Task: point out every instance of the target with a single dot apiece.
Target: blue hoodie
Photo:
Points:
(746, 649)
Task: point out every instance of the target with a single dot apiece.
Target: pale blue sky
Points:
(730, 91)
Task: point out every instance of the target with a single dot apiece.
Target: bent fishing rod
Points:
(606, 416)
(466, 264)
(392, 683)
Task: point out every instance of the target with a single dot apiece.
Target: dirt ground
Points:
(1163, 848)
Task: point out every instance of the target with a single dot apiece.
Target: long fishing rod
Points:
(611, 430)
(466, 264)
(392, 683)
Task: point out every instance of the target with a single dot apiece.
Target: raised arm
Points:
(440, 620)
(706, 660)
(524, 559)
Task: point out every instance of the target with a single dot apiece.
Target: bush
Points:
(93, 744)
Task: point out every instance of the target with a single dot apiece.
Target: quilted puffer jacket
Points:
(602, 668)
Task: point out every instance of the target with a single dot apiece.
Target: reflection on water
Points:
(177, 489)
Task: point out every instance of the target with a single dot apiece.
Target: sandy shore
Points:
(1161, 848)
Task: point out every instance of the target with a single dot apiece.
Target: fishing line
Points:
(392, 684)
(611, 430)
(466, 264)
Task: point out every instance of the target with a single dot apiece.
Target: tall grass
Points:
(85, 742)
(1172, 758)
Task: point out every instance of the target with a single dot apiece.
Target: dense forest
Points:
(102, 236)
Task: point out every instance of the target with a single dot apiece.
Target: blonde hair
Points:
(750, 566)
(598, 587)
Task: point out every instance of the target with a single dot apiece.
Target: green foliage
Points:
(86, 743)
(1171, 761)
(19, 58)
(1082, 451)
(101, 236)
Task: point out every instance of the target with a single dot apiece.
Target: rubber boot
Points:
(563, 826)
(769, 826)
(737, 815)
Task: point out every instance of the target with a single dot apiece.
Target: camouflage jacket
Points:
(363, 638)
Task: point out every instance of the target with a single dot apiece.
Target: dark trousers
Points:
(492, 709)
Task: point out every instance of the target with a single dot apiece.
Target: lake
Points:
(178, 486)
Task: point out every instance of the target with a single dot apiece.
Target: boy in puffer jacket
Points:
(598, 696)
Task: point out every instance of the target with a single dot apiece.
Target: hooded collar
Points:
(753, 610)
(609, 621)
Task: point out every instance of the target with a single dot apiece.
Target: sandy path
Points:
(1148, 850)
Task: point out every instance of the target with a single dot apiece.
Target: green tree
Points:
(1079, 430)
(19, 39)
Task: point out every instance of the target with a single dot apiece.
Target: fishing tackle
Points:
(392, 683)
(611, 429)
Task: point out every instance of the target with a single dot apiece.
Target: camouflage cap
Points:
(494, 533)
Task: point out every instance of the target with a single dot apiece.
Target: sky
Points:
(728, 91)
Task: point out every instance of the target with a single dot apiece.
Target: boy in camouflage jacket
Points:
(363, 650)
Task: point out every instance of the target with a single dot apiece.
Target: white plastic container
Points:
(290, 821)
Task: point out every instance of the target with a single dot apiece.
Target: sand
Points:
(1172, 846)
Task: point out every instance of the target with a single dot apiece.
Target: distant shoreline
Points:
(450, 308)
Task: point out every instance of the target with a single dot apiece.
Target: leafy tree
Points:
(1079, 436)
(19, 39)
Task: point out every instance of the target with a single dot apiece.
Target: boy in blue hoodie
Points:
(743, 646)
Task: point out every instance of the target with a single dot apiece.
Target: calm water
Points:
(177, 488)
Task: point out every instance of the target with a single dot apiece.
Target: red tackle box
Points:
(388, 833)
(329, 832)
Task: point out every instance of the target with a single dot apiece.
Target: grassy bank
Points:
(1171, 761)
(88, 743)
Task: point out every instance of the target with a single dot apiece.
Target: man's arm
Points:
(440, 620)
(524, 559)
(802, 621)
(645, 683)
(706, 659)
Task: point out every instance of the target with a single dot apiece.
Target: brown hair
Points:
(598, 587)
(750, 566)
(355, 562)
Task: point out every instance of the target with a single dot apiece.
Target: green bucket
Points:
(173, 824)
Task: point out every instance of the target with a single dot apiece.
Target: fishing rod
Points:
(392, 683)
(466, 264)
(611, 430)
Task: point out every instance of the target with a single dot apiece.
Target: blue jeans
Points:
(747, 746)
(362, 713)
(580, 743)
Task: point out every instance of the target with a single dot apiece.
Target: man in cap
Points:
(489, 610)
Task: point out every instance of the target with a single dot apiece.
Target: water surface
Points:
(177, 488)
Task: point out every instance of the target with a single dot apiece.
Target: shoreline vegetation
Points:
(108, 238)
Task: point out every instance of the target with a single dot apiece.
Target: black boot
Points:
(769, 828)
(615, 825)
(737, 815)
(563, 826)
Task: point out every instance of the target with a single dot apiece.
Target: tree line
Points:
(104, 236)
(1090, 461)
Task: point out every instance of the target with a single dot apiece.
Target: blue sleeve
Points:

|---|

What the exercise asks
Could you write out the whole listing again, substituting "one marker" for every "single dot" and leaving everything else unchanged?

The completed task
Task: point out every instance of the target with a one marker apiece.
Target: blue hoodie
Photo:
Points:
(746, 649)
Task: point out every instance of the target with a one marker apiece.
Target: pale blue sky
Points:
(730, 91)
Task: point out every instance of the target with a one marker apiece.
Target: bent fishing rod
Points:
(606, 416)
(466, 264)
(392, 683)
Task: point out every instance of the target with a one marker apiece.
Target: dirt ground
Points:
(1163, 848)
Task: point out every instance of the target with a one marker apiece.
Target: long fishing rod
Points:
(611, 430)
(466, 264)
(392, 683)
Task: point out every instance of the target with a one marker apiece.
Target: raised arm
Points:
(440, 620)
(706, 660)
(524, 559)
Task: point out every instance of the target with a one marker apiece.
Target: bush
Points:
(93, 744)
Task: point out every instance of the target with a one marker apiece.
Target: quilted puffer jacket
Points:
(602, 668)
Task: point out every instance of the target with a one marker apiece.
Target: reflection on water
Points:
(177, 489)
Task: point out every instance of the target with a one marker apiece.
Target: sandy shore
Points:
(1161, 848)
Task: point out every instance of the target with a one marker apiece.
Target: fishing line
Points:
(392, 684)
(611, 430)
(466, 264)
Task: point out every instance of the target with a one marker apiece.
Target: tall grass
Points:
(85, 742)
(1172, 758)
Task: point out every instance of the target with a one marker apiece.
Target: dense forest
Points:
(102, 236)
Task: point out every instance of the target with a one marker apiece.
Target: blonde hair
Points:
(750, 566)
(598, 587)
Task: point out every instance of the target with a one marker apiece.
Target: green foliage
Points:
(86, 743)
(1171, 761)
(19, 58)
(1082, 451)
(101, 236)
Task: point out every instance of the target with a one marker apiece.
Target: rubber boot
Points:
(563, 826)
(769, 826)
(737, 815)
Task: point out every instance of the target with a one marker apiece.
Target: camouflage jacket
Points:
(363, 638)
Task: point out every instance of the target with a one marker apiece.
Target: dark trousers
Points:
(492, 709)
Task: point out every instance of the target with a one marker apiece.
Target: lake
Points:
(178, 486)
Task: point out every instance of the target with a one marker apiece.
Target: boy in puffer jacket
Points:
(598, 696)
Task: point out every instance of the target with a one marker apiece.
Target: hooded collar
Points:
(753, 610)
(609, 621)
Task: point out every instance of the target with a one marker apiece.
Target: sandy path
Points:
(1148, 850)
Task: point out every instance of the target with a one marker apiece.
Target: green tree
Points:
(1079, 430)
(19, 39)
Task: point out every instance of the target with a one marker apiece.
Target: fishing tackle
Points:
(392, 683)
(611, 429)
Task: point out every instance of the target with a one marker apiece.
Target: camouflage cap
Points:
(494, 533)
Task: point out every instance of the target with a one marker apiece.
Target: sky
Points:
(728, 91)
Task: point out every instance of the target with a one marker apiece.
Target: boy in camouflage jacket
Points:
(363, 650)
Task: point out every instance of the target with a one marker apiece.
Target: white plastic container
Points:
(290, 821)
Task: point out every instance of the target with a one marker apiece.
Target: sand
Points:
(1172, 846)
Task: point out every instance of the target with a one marker apiece.
Target: distant shoreline
Points:
(450, 308)
Task: point out every instance of the target with a one marker apiece.
Target: leafy tree
Points:
(1079, 436)
(19, 39)
Task: point out every instance of the target with a one marker apiece.
Target: boy in blue hoodie
Points:
(743, 646)
Task: point out every instance of the target with a one marker apiece.
Target: calm water
Points:
(177, 488)
Task: point out every instance of the target with a one marker apiece.
Target: red tackle box
Points:
(388, 833)
(329, 832)
Task: point out every instance of the target with a one marker apiece.
Target: grassy bank
Points:
(1171, 761)
(88, 743)
Task: point out every instance of the target with a one marker apiece.
Target: man's arm
Points:
(440, 620)
(524, 559)
(802, 621)
(645, 683)
(706, 659)
Task: point out every instance of the target with a one marker apiece.
Target: brown hair
Points:
(598, 587)
(750, 566)
(355, 562)
Task: point out every instance of the target with a one marker apiece.
Target: green bucket
Points:
(173, 824)
Task: point out every instance of the target with a one marker apiece.
Target: fishing rod
Points:
(392, 683)
(466, 264)
(611, 430)
Task: point out every instance of the target with a one marker apiece.
Target: blue jeans
Points:
(747, 746)
(362, 713)
(580, 743)
Task: point out every instance of the target with a one marker apiece.
Target: man in cap
Points:
(489, 610)
Task: point out every instance of the target with a one marker apiece.
Target: water surface
Points:
(177, 488)
Task: point out every instance of the target with a one marker apiece.
Target: shoreline vegetation
Points:
(108, 238)
Task: point out every instance of the target with a one marker apiece.
Target: black boot
Points:
(769, 828)
(615, 825)
(737, 815)
(563, 826)
Task: point out every instance of the target with a one marker apiece.
Target: tree line
Points:
(104, 236)
(1090, 461)
Task: point out every instance of the target with a one marker apiece.
Target: blue sleeve
Points:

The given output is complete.